** Information provided follows **
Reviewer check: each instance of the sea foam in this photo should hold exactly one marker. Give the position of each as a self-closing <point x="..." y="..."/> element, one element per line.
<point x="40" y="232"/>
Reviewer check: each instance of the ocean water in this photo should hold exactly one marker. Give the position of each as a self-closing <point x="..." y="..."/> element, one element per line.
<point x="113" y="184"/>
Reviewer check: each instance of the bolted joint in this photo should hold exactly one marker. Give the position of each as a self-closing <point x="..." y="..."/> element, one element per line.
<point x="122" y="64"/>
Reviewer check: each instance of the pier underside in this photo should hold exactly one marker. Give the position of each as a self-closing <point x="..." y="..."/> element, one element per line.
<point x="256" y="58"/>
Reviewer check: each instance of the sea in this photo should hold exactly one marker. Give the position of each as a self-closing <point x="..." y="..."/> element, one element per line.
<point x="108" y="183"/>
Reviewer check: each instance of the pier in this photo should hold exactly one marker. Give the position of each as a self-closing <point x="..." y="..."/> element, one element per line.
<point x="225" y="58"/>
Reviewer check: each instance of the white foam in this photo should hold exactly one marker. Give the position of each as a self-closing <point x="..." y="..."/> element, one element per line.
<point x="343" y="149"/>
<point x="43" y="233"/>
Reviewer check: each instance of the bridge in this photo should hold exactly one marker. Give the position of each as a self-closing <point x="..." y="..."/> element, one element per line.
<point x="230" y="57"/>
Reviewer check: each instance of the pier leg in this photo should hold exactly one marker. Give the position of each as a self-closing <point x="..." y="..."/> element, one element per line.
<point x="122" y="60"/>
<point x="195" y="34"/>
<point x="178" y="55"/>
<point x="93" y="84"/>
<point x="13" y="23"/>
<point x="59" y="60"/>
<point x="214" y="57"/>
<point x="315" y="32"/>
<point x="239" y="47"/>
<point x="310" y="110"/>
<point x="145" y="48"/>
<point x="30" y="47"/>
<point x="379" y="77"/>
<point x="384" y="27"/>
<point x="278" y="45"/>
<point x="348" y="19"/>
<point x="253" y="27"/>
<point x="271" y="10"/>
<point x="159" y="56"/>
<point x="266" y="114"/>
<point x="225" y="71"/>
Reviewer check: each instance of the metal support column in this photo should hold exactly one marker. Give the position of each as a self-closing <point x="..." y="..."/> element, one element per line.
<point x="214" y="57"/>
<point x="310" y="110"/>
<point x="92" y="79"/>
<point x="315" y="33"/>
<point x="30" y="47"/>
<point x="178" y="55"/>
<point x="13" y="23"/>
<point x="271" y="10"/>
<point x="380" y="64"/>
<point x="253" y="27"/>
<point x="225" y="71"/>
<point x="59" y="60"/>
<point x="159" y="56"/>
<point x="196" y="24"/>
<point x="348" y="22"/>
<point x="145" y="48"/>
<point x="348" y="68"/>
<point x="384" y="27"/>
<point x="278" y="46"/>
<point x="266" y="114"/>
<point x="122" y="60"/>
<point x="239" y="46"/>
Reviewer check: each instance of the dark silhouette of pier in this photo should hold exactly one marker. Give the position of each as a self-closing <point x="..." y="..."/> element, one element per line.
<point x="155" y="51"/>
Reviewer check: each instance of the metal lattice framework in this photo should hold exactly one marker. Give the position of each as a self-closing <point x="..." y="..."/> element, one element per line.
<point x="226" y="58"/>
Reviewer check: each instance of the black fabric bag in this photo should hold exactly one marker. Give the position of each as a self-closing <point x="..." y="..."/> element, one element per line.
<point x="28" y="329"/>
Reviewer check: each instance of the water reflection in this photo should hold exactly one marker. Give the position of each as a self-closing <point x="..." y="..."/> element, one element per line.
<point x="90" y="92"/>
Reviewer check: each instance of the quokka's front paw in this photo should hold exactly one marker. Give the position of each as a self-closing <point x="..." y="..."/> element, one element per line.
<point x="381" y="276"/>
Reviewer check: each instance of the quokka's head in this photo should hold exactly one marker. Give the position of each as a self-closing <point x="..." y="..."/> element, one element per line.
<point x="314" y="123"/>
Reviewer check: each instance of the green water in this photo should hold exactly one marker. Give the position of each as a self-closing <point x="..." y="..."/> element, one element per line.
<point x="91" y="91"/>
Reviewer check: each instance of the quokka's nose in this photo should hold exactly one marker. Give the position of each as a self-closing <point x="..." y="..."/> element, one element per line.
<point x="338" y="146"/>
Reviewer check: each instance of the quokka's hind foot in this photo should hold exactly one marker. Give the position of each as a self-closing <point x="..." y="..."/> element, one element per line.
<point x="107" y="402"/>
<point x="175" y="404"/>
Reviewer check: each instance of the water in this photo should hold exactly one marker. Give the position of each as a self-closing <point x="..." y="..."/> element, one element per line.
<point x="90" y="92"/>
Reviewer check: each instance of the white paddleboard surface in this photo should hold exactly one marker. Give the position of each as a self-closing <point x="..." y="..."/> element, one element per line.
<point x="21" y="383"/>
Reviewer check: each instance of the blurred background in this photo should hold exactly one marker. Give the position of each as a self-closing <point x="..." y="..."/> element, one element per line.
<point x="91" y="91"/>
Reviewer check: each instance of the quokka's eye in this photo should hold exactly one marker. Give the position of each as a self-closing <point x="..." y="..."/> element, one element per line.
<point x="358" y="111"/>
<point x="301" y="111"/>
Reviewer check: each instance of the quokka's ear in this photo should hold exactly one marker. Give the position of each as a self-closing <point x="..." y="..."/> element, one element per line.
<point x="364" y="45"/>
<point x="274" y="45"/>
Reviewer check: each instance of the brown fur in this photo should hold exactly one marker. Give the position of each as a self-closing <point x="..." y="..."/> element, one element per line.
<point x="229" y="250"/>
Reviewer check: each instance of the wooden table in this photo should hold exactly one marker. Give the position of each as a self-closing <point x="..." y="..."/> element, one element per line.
** End of Information provided **
Could you output every entry above exactly as it stands?

### Result
Reviewer check: each instance of the sea foam in this photo should hold exactly one marker. Give the position of each as a self-closing <point x="..." y="..."/> element, one element per line.
<point x="40" y="232"/>
Reviewer check: each instance of the ocean water in this photo should hold exactly one marker. Give the position of each as a self-closing <point x="..." y="..."/> element, one element per line.
<point x="113" y="184"/>
Reviewer check: each instance of the bolted joint in this photo should hold exactly one marker. Give the position of each as a self-closing <point x="..." y="..."/> element, one element per line.
<point x="122" y="64"/>
Reviewer check: each instance of the pier underside in this photo should hold exactly one marker. Give the position of each as a self-closing <point x="..." y="..."/> element, one element per line.
<point x="256" y="58"/>
Reviewer check: each instance of the sea in this photo should hold exactly one marker. Give the position of each as a self-closing <point x="..." y="..."/> element, one element per line.
<point x="108" y="183"/>
Reviewer check: each instance of the pier in this photo should hold exactly one marker. Give the position of each as a self-closing <point x="..." y="..."/> element, one element per line.
<point x="225" y="58"/>
Reviewer check: each instance of the white foam in this photo should hold exactly one marker. Give the position of each as a self-closing <point x="..." y="..."/> element, one element per line.
<point x="343" y="149"/>
<point x="43" y="233"/>
Reviewer check: each instance of the bridge in this photo should hold exactly one marker. Give the position of each as a self-closing <point x="..." y="..."/> element, one element per line.
<point x="230" y="57"/>
Reviewer check: each instance of the pier leg in this photo should hold exactly one marker. Give the position of each as a self-closing <point x="..." y="..."/> element, one element per line.
<point x="122" y="60"/>
<point x="195" y="34"/>
<point x="178" y="55"/>
<point x="93" y="84"/>
<point x="13" y="23"/>
<point x="59" y="60"/>
<point x="214" y="57"/>
<point x="315" y="32"/>
<point x="239" y="47"/>
<point x="310" y="110"/>
<point x="145" y="48"/>
<point x="30" y="47"/>
<point x="379" y="77"/>
<point x="384" y="27"/>
<point x="278" y="45"/>
<point x="348" y="19"/>
<point x="253" y="27"/>
<point x="271" y="10"/>
<point x="159" y="56"/>
<point x="266" y="114"/>
<point x="225" y="71"/>
Reviewer check: each instance of the metal support column in this photo should hold exactly one marker. Give the position of each as a self-closing <point x="..." y="..."/> element, one element per line.
<point x="214" y="57"/>
<point x="310" y="110"/>
<point x="92" y="79"/>
<point x="315" y="33"/>
<point x="30" y="47"/>
<point x="178" y="55"/>
<point x="13" y="23"/>
<point x="271" y="10"/>
<point x="380" y="64"/>
<point x="253" y="27"/>
<point x="225" y="71"/>
<point x="59" y="60"/>
<point x="159" y="56"/>
<point x="196" y="24"/>
<point x="348" y="22"/>
<point x="145" y="48"/>
<point x="348" y="68"/>
<point x="384" y="27"/>
<point x="278" y="46"/>
<point x="266" y="114"/>
<point x="122" y="60"/>
<point x="239" y="46"/>
Reviewer check: each instance of the dark silhouette of pier in this photo should hold exactly one marker. Give the position of each as a self-closing <point x="..." y="..."/> element, one element per line.
<point x="155" y="51"/>
Reviewer check: each instance of the metal lattice framework in this photo should hold exactly one marker. Give the position of each as a self-closing <point x="..." y="..."/> element, one element per line.
<point x="226" y="58"/>
Reviewer check: each instance of the black fabric bag in this photo should hold exactly one marker. Give the position of each as a self-closing <point x="..." y="..."/> element, one element per line.
<point x="28" y="329"/>
Reviewer check: each instance of the water reflection in this photo should hold exactly one marker. Give the position of each as a self-closing <point x="..." y="..."/> element, one element per line.
<point x="90" y="92"/>
Reviewer check: each instance of the quokka's front paw in this photo should hold exactly one marker. Give the position of each as a self-closing <point x="..." y="..."/> element, one element per line.
<point x="381" y="276"/>
Reviewer check: each instance of the quokka's head in this photo should hold exactly one marker. Give the position of each as a self-closing <point x="..." y="..."/> element, one element per line.
<point x="314" y="123"/>
Reviewer check: each instance of the green water in this photo should hold exactly one marker. Give the position of each as a self-closing <point x="..." y="..."/> element, one element per line.
<point x="91" y="91"/>
Reviewer check: each instance of the quokka's nose in this photo should hold exactly one marker. Give the position of each as a self-closing <point x="..." y="..."/> element, one element per line.
<point x="338" y="146"/>
Reviewer check: each instance of the quokka's hind foot in this photo should hold exactly one marker. Give the position of each as a self-closing <point x="..." y="..."/> element, one element per line.
<point x="107" y="402"/>
<point x="175" y="404"/>
Reviewer check: each instance of the water in this photo should hold exactly one marker. Give the position of each as a self-closing <point x="..." y="..."/> element, one element per line.
<point x="90" y="92"/>
Reviewer check: each instance of the white paddleboard surface in this photo should hold exactly one marker. Give the position of each as a self-closing <point x="..." y="..."/> element, one element per line.
<point x="21" y="383"/>
Reviewer check: each instance of the blurred background in this photo should hold exactly one marker. Give the position of each as a self-closing <point x="..." y="..."/> element, one element per line.
<point x="91" y="91"/>
Reviewer check: each instance of the quokka's eye in this photo should hold exactly one marker. Give the position of each as a self-closing <point x="..." y="..."/> element, one element per line.
<point x="358" y="111"/>
<point x="301" y="111"/>
Reviewer check: each instance of the quokka's ear in this photo should hold exactly one marker. Give the position of each as a self-closing <point x="..." y="..."/> element, one element per line.
<point x="364" y="45"/>
<point x="274" y="45"/>
Reviewer check: each instance of the brown fur in this photo should hold exactly one marker. Give the position of each as a self-closing <point x="..." y="..."/> element, one element per line.
<point x="229" y="250"/>
Reviewer check: each instance of the wooden table in this photo should hold exactly one marker. Give the position of each as a self-closing <point x="..." y="..."/> element, one element per line.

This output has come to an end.